Problems and tasks:
**a)** Could you copy out the part of the passages on Galperin's internalization starting with "Below are some" and going on through "how some (material)"?
**b)** What comes next in the passages on Galperin's internalization? Continue them from their last sentence.

Extract:
-- Opening Marker --

Below are some selected passages from the Arievitch article regarding
Galperin's concept of internalization.
"In a sense, animals also appropriate or master a variety of skills in
their individual life. But this kind of appropriation is qualitatively
different from the kind found in humans. This difference is largely due to
the specifically human internal plane of action. This plane enables humans
to act with symbolic substitutes of objects without those objects being
physically present. It is exactly this fundamental human ability that is
reflected in Galperin’s conceptualization of internalization."
"In his studies, Galperin revealed the regularities of how the action with
a given objective content is transformed from the material form into a
psychological form with the same objective content."
"… Galperin’s study of attention empirically showed how some (material)
forms of the individual’s external activity get gradually transformed into
other (mental) forms of that same external activity. It was, perhaps, the
first empirical demonstration of how the dualistic dichotomies of external
and internal could be eliminated (for details, see Galperin, 1989)."
"Understanding human action in any of its guises, including mental or
internal, as following objective rules of the outer world, and
demonstration of how mental actions emerge from external actions was
Galperin’s way to eliminate the dualism of mental and material, external
and internal processes."

-- Closing Marker --

Collected data:
-- Opening Marker --

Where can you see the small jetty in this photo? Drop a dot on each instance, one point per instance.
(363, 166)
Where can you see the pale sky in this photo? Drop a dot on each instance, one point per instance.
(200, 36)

-- Closing Marker --

Solved tasks:
**a)**
Below are some selected passages from the Arievitch article regarding
Galperin's concept of internalization.
"In a sense, animals also appropriate or master a variety of skills in
their individual life. But this kind of appropriation is qualitatively
different from the kind found in humans. This difference is largely due to
the specifically human internal plane of action. This plane enables humans
to act with symbolic substitutes of objects without those objects being
physically present. It is exactly this fundamental human ability that is
reflected in Galperin’s conceptualization of internalization."
"In his studies, Galperin revealed the regularities of how the action with
a given objective content is transformed from the material form into a
psychological form with the same objective content."
"… Galperin’s study of attention empirically showed how some (material)

**b)**
"… internalization, in my view, can be understood as a general
phenomenon, or more precisely, as the fundamental mechanism of human
learning and development."
"To summarize, Galperin’s internalization demonstrates the genetic link
between external and internal activity and the particular mechanism of how
external becomes internal without a dualistic dichotomy between these two
planes. Such dichotomy is eliminated by conceptualizing internalization as
transformation of certain (material) forms of individuals external activity
into other (mental) forms of that same external activity, and as a
specifically human form of appropriation of new knowledge and skills. In
this sense, it appears that we can overcome the dualistic dichotomies
without discarding individual cognition and the internal plane. Instead, we
can reconceptualize them in a nonmentalist way."